Assignment:
Find the line containing "In the photograph above, where can the dry grass". Retype it and every line after it through the end of the entries, exactly as written, with nothing added.

Available records:
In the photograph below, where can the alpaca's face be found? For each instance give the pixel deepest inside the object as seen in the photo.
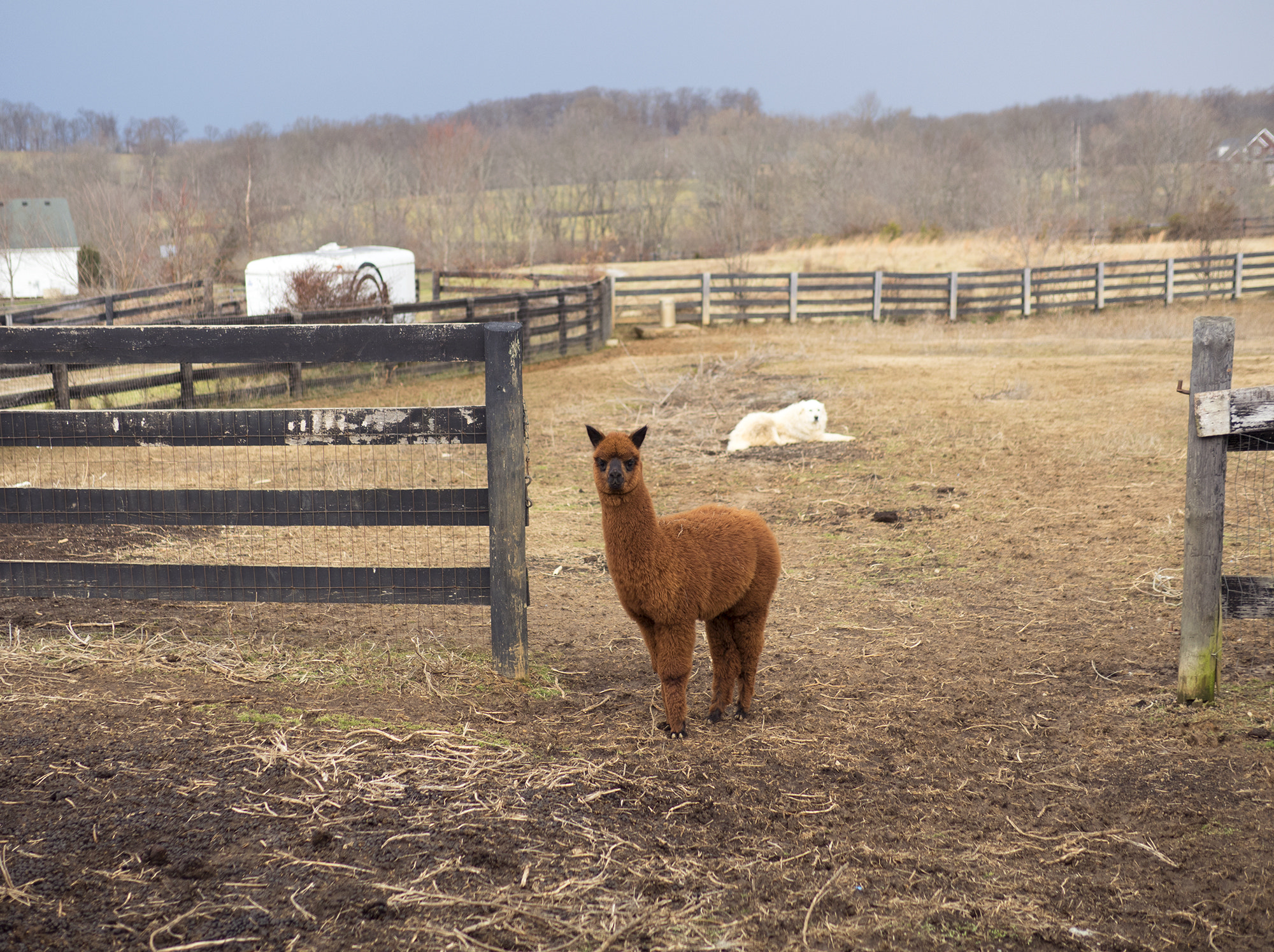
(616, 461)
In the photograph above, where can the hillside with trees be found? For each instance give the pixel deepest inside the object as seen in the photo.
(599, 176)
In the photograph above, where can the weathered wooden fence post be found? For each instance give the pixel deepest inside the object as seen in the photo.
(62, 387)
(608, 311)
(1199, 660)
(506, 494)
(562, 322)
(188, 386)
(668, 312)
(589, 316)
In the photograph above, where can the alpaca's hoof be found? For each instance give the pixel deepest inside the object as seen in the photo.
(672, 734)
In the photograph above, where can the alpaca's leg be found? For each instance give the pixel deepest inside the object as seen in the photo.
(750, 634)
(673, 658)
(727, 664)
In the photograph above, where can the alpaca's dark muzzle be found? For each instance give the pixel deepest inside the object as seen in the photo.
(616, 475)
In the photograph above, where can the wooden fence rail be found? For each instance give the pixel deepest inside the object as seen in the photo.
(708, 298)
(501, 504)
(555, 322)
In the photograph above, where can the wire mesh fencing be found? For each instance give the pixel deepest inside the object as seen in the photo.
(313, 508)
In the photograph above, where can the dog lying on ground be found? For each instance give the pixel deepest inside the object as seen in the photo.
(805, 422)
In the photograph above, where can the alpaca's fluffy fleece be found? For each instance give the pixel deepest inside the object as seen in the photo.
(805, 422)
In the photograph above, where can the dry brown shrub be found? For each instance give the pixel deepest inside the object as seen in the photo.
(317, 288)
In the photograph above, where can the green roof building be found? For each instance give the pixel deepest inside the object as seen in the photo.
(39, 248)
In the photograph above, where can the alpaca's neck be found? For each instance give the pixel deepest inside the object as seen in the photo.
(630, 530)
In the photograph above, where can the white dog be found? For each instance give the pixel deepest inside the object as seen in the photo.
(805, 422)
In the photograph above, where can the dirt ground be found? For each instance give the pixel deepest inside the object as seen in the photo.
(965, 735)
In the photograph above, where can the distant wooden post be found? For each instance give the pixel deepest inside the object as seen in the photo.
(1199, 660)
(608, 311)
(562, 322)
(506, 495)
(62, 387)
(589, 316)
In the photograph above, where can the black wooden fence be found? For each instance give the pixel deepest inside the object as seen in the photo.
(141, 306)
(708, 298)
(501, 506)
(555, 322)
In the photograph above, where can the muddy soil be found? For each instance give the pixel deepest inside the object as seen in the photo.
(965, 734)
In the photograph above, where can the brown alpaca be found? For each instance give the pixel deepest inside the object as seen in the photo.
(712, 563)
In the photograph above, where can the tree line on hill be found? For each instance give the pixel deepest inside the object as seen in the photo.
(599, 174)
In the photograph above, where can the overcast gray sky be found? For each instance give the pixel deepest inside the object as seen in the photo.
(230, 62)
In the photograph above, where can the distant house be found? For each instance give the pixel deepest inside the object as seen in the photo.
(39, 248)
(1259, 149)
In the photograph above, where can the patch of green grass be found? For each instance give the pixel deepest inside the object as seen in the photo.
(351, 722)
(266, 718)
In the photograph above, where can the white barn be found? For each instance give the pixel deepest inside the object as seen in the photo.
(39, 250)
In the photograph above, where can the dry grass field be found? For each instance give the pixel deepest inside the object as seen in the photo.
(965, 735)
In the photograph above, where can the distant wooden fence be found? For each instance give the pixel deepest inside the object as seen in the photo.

Completed exercise:
In the photograph above, where can the dry grass field be found? For each instance give the pixel deepest inside the object as seen in the photo.
(965, 735)
In the photograph above, where can the distant wooden fence be found? For each instance give the pixel deepest inside the object as seen in the photo.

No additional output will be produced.